Source text.

::::::::::

September 29, 2007 at 4:30 pm
Cancel that, I'm having a great day, this is why I came up with this solution :
declare @i decimal(10,5)
Set @i = 1078.734
PRINT REPLACE(@i,'.','')
--What's needed? 107873400 or 1078734
Set @i = 0.034
PRINT REPLACE(@i,'.','')
--003400 OR 34?
Set @i = 0.0304
PRINT REPLACE(@i,'.','')
--003040 OR 304?
--Now Jeff, let's see your solution to crap out those leading and trailing 0s.
September 29, 2007 at 4:38 pm
Tomm Carr (9/28/2007)
The problem with using the Replace string function is that 10.341 ends up as 1034100 if the numeric is defined with five places. If you want 10.342 to end up as 10341, 10.73 as 1073, 10.733 as 10733, 10.7333 as 107333 and 10.7 as 107, then the best way is to use numeric processes rather than string.The only thing is, you have to define your working number to have enough places to the left to contain the entire value. So your example of storing 10.341 into a variable defined as decimal(5,4) is bogus--it only has one place to the left of the decimal point. So if your value is defined as "decimal(x,y)" then you have to declare a working variable as "decimal(x+y,y)" to contain the entire finished value.
declare @original decimal( 10, 5 ),@Working decimal( 15, 5 ), -- 10 + 5 = 15
@Result decimal( 15, 0 ); -- Doesn't need scale, only precision
Set @original = 1078.734; -- This would be, say, an input parameter
-- First, make a copy into the working variable capable of handling it.
Set @Working = @original;
-- Now set up the loop
Set @Result = Floor( @Working );
While @Result < @Working
begin
Set @Working = @Working * 10;
Set @Result = floor( @Working );
end--while
select @Result as Result, @Working as Working;The loop executes one time through for each significant digit to the right of the decimal point -- in this example, three times. The result is 1078734 instead of 107873400.
As an aside, does anyone know how to get the old "<pre></pre>" formatting back? This code IFCode shortcut sucks. Sure, the code goes into a nice text field 🙂 but everything is double spaced. :angry:
Sorry Tomm, I had missed your post. Your solution is much much workable than mine.
September 29, 2007 at 9:06 pm
Did someone say "loop"??? :blink: On a single row????? :sick:
Using a previous example where 5 decimal places are required to be padded with zeros...

::::::::::

Provided information.
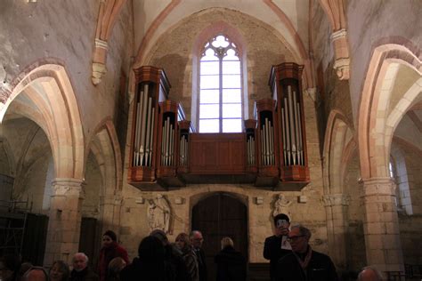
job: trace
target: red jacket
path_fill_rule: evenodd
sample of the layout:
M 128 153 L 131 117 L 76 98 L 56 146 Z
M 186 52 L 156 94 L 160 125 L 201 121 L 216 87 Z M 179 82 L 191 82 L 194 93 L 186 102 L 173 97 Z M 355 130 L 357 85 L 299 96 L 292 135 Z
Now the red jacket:
M 104 281 L 106 279 L 109 263 L 111 260 L 117 257 L 122 258 L 126 264 L 129 263 L 126 250 L 120 246 L 117 242 L 113 241 L 110 246 L 102 247 L 100 250 L 100 259 L 97 267 L 97 271 L 100 275 L 100 281 Z

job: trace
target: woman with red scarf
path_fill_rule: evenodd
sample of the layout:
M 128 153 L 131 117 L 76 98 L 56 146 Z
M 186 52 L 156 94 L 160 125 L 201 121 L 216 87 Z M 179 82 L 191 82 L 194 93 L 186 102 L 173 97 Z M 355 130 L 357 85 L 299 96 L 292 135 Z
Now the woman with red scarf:
M 126 264 L 129 263 L 127 252 L 120 246 L 118 242 L 116 233 L 107 230 L 102 235 L 102 248 L 100 250 L 100 259 L 98 261 L 97 271 L 100 275 L 100 281 L 105 281 L 107 277 L 107 269 L 111 260 L 117 257 L 122 258 Z

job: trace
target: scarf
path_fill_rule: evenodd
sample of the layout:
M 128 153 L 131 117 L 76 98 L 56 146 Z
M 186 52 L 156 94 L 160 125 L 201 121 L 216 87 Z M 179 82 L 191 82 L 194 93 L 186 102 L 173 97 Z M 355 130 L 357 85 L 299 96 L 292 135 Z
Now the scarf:
M 295 252 L 292 252 L 292 253 L 295 255 L 296 259 L 297 260 L 297 262 L 299 262 L 302 269 L 304 270 L 306 269 L 306 268 L 308 267 L 309 261 L 311 261 L 311 258 L 312 256 L 312 249 L 311 248 L 311 245 L 308 245 L 308 253 L 306 253 L 306 255 L 304 261 L 302 261 L 302 259 L 299 258 L 297 253 L 296 253 Z

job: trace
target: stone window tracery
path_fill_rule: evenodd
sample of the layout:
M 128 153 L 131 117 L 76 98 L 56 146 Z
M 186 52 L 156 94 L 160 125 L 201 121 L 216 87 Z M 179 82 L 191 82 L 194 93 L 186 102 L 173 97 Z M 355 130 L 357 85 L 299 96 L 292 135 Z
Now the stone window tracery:
M 218 35 L 204 45 L 199 60 L 199 130 L 242 132 L 242 71 L 236 44 Z

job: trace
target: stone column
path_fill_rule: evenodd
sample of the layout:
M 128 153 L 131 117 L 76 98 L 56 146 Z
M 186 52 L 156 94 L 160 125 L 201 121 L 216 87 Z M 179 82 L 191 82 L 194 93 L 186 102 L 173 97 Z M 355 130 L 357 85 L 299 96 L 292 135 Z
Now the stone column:
M 363 181 L 367 262 L 385 272 L 404 271 L 394 189 L 390 178 Z
M 44 264 L 55 260 L 70 263 L 78 252 L 83 200 L 82 180 L 57 178 L 52 182 Z
M 109 194 L 101 197 L 101 235 L 108 229 L 111 229 L 118 235 L 120 225 L 120 210 L 122 207 L 122 196 L 118 194 Z
M 329 194 L 323 197 L 327 213 L 327 229 L 329 255 L 339 271 L 347 269 L 346 233 L 350 197 L 345 194 Z

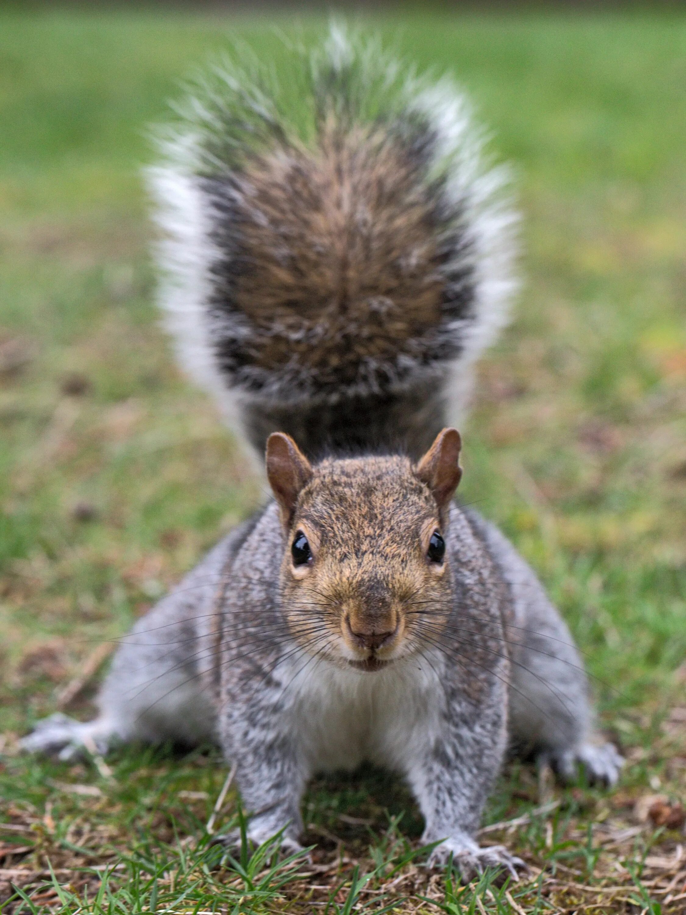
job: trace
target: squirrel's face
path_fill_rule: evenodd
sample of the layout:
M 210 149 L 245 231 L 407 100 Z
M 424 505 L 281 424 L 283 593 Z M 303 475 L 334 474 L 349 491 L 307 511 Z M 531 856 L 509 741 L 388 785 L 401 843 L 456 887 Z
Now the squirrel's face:
M 452 597 L 445 536 L 459 451 L 457 432 L 444 429 L 416 465 L 385 457 L 313 468 L 288 436 L 270 436 L 282 603 L 311 654 L 370 672 L 436 638 Z

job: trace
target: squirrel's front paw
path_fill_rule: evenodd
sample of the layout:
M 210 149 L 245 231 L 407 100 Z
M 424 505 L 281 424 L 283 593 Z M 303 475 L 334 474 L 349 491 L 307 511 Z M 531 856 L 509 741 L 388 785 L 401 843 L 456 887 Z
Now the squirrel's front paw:
M 581 765 L 588 780 L 611 787 L 619 778 L 624 758 L 611 743 L 585 743 L 572 750 L 552 754 L 550 762 L 563 781 L 573 781 Z
M 445 839 L 436 845 L 429 856 L 430 867 L 445 867 L 453 856 L 453 864 L 459 870 L 463 883 L 468 883 L 491 868 L 498 872 L 497 882 L 508 877 L 519 879 L 518 871 L 527 870 L 528 866 L 521 858 L 511 855 L 505 845 L 480 847 L 471 839 Z

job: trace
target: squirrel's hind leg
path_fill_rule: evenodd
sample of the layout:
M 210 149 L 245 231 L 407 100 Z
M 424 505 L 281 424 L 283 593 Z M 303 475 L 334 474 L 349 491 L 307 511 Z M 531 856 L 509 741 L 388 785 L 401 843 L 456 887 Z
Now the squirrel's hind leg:
M 581 767 L 589 780 L 614 784 L 624 759 L 597 734 L 584 663 L 566 624 L 512 544 L 492 525 L 479 520 L 479 526 L 513 599 L 507 635 L 512 748 L 550 763 L 563 780 Z

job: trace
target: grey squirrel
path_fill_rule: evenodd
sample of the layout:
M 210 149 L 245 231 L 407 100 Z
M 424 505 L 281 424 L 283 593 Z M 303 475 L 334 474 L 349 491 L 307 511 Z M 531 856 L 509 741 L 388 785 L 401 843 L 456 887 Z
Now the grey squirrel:
M 250 839 L 289 849 L 310 776 L 368 759 L 408 780 L 431 863 L 516 877 L 475 841 L 508 747 L 606 783 L 622 759 L 535 575 L 453 501 L 448 425 L 515 287 L 466 100 L 334 28 L 285 85 L 213 71 L 151 179 L 181 356 L 266 448 L 273 500 L 123 640 L 95 720 L 25 748 L 217 739 Z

::::::::::

Given request A. Translate this sentence from the SQL forum thread into Spanish: "The only thing is, you have to define your working number to have enough places to the left to contain the entire value."
Given request B. Identify every line in the records that holds the string "window", and copy each one.
The records are unrelated to the SQL thread.

Task solution A. Lo único es que hay que definir el número de trabajo con suficientes posiciones a la izquierda para que contenga el valor completo.

Task solution B.
target: stone window tracery
Now the stone window tracery:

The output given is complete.